> [Excerpted records]
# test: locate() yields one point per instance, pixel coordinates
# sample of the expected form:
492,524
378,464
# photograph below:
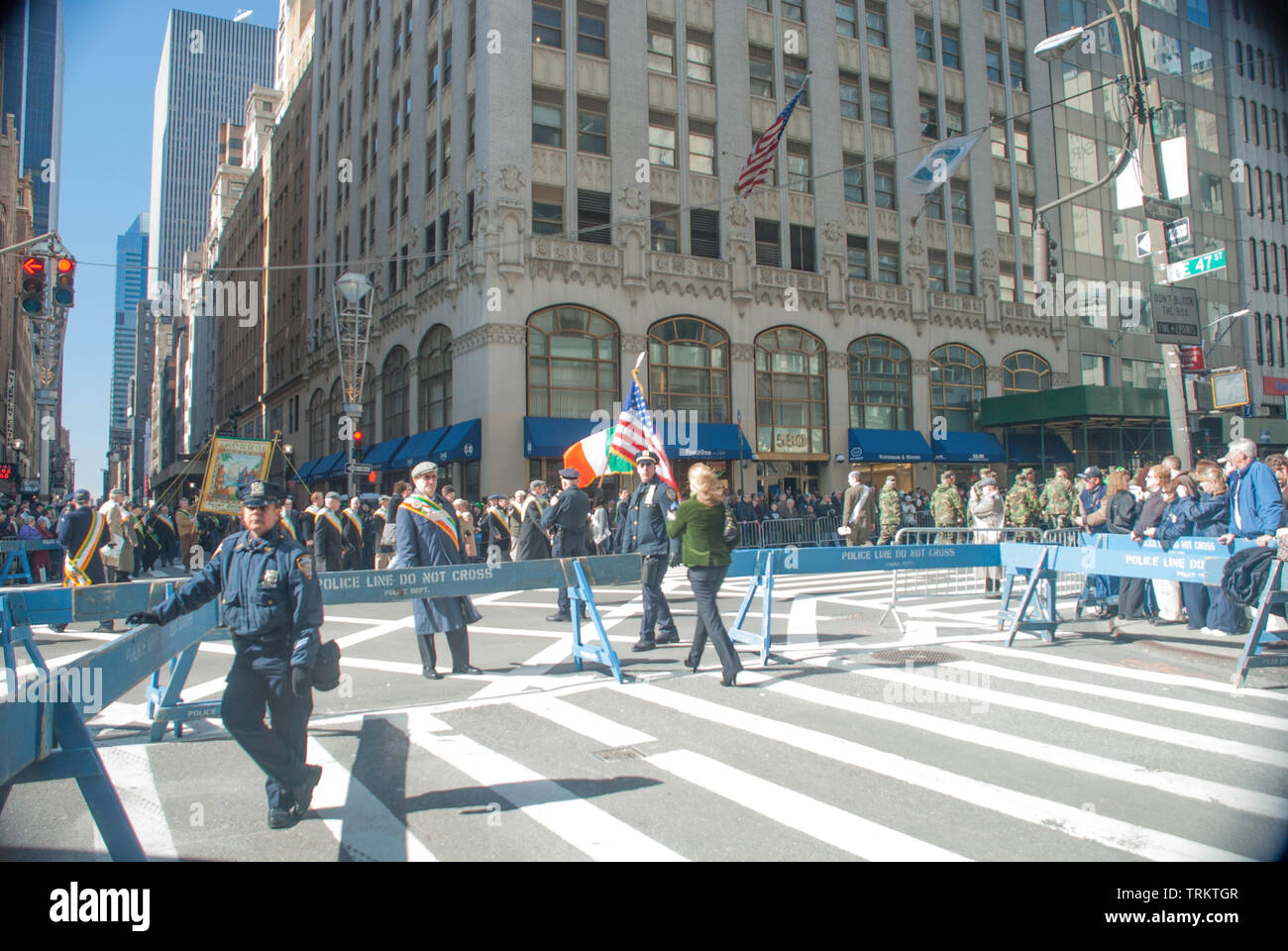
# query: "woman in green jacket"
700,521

...

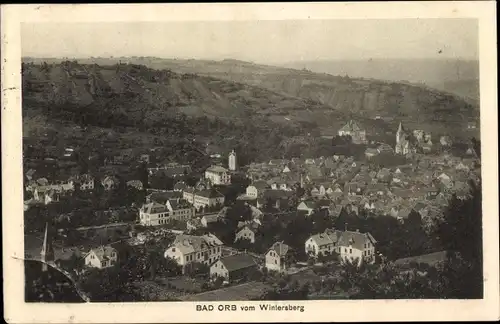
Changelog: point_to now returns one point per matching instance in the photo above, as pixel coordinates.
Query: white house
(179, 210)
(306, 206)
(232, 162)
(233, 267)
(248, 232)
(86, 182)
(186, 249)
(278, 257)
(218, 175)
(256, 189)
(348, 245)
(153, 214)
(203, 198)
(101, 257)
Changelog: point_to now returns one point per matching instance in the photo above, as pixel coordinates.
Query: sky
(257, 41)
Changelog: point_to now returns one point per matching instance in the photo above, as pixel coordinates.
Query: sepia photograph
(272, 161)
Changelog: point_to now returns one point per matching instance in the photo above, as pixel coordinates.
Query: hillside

> [Your instructions] Repeat exactly the lines of the listing above, from the one with "Query: sepia photograph" down to the one with "Query: hillside"; both of those lines belong in the range.

> [Output of the task]
Query: sepia photograph
(272, 161)
Changelog: point_to now returns one point per matching instance in the photo above, as pixel coordinates.
Query: hillside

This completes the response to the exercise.